■ TASK BRIEF: Return the full material exactly.

________________________

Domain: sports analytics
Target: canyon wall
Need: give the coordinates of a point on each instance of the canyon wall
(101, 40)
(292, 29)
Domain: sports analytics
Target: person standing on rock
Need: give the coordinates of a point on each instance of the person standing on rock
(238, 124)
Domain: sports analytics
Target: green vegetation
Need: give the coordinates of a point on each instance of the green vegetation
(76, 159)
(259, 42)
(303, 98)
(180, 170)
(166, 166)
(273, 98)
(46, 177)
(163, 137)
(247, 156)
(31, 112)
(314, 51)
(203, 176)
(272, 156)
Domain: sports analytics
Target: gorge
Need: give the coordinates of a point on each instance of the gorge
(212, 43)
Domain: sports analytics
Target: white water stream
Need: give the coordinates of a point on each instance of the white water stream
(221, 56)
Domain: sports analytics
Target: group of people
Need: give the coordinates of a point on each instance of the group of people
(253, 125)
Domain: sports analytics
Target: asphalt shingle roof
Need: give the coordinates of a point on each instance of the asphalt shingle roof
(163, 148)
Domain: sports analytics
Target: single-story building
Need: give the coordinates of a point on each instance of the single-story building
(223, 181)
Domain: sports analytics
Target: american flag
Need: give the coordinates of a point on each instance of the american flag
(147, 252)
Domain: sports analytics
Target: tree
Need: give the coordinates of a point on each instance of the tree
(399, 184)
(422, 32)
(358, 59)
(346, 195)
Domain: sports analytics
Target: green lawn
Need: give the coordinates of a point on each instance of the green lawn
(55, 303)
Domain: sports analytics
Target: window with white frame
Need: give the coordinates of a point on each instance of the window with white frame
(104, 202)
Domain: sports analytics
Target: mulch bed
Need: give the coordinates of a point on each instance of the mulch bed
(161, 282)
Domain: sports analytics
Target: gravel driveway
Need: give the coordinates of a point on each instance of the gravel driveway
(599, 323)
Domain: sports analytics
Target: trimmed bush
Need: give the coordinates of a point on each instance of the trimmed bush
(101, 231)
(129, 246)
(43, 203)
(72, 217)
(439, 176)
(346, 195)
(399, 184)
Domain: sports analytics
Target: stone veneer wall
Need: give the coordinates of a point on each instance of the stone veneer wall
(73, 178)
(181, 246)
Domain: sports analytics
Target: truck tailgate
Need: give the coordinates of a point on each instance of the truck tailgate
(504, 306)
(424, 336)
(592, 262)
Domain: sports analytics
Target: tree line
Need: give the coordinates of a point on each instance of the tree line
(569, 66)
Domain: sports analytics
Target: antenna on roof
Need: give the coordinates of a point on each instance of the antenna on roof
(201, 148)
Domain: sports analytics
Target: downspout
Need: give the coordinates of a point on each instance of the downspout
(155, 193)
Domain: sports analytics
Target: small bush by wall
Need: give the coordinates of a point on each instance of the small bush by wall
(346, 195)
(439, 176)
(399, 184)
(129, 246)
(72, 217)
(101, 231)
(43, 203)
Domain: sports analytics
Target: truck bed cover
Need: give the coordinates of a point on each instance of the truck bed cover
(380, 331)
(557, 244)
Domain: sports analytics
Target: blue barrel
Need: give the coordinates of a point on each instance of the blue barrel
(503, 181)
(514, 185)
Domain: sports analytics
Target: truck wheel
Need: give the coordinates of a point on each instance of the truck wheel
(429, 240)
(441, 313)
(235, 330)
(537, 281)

________________________

■ EXERCISE RESULT:
Domain: sports analytics
Target: canyon wall
Need: give the coordinates of a point on each instance of the canyon wall
(101, 40)
(292, 29)
Domain: sports analytics
Target: person standing on rock
Need: give the coordinates of a point on each instance of the person standing on rock
(238, 124)
Domain: sports analytics
Target: green vegetation
Need: give the coordinates of a point on each instance of the green vegetation
(76, 159)
(259, 42)
(303, 98)
(180, 170)
(166, 166)
(273, 98)
(46, 177)
(163, 137)
(247, 156)
(31, 112)
(314, 51)
(203, 176)
(272, 156)
Domain: sports analytics
Target: gorge
Need: give the coordinates of a point on each instance of the gorge
(212, 43)
Domain: sports analytics
Target: white water stream
Need: give the coordinates of a point on each instance of the white water stream
(221, 56)
Domain: sports analytics
Target: group of people
Need: give the coordinates of a point on each instance of the group of people
(253, 125)
Domain: sports analytics
Target: asphalt shingle roof
Need: give the coordinates of a point on each instance of the asphalt shingle roof
(163, 148)
Domain: sports analytics
Target: single-story building
Need: give the coordinates of a point on each instance of the single-story building
(223, 181)
Domain: sports analytics
Target: american flag
Need: give the coordinates of a point on each instance of the american flag
(147, 252)
Domain: sports analytics
Target: tree
Need: give the coordinates of a point on each instance of the tree
(399, 184)
(422, 32)
(358, 59)
(346, 195)
Domain: sports analytics
Target: green lawn
Need: give the coordinates of a point on each instance of the green lawn
(55, 303)
Domain: sports analytics
Target: window with white frame
Need: give the coordinates of a point on each instance of the window with white frame
(104, 202)
Domain: sports analytics
Target: mulch bed
Need: give the coordinates of a point on each instance of the mulch bed
(161, 282)
Domain: sports analytics
Target: gravel driveway
Need: give the coordinates of a point on each instance of the gravel driveway
(599, 323)
Domain: sports analytics
Target: trimmed bush
Need: give the coordinates of a point on each instance of the trimmed bush
(101, 231)
(129, 246)
(43, 203)
(72, 217)
(439, 176)
(346, 195)
(399, 184)
Domain: sports analytics
Target: stone veneer wall
Need: give the coordinates of a point on each instance of the stone veneer wall
(73, 178)
(181, 246)
Domain: sports analytics
Target: truck tailgate
Need: give the coordinates of a point on each instance of the truck tailgate
(504, 306)
(424, 336)
(592, 262)
Domain: sports analytics
Target: tree line
Need: give the coordinates of a point on each instance of the tree line
(569, 66)
Domain: sports analytics
Target: antenna on roof
Need: give the coordinates of a point on each instance of the antenna on roof
(201, 148)
Domain: sports analytics
Target: downspout
Need: give the coordinates of a point on each instance of the downspout
(155, 193)
Domain: sports analytics
Target: small bush by wall
Need: give the coordinates of a point on each instance of the small bush by wall
(346, 195)
(439, 176)
(399, 184)
(129, 246)
(72, 217)
(101, 231)
(43, 203)
Domain: sports analytics
Target: truck bed cover
Need: give the coordinates of a point on each instance of the truck bed cover
(380, 331)
(557, 244)
Domain: sports analytics
Target: blue barrel
Need: give the coordinates of a point on each instance of the blue barrel
(503, 181)
(514, 185)
Domain: sports analytics
Target: truck wheel
Need: give the coordinates of a point on each instance of the truck wheel
(429, 240)
(441, 313)
(235, 330)
(537, 281)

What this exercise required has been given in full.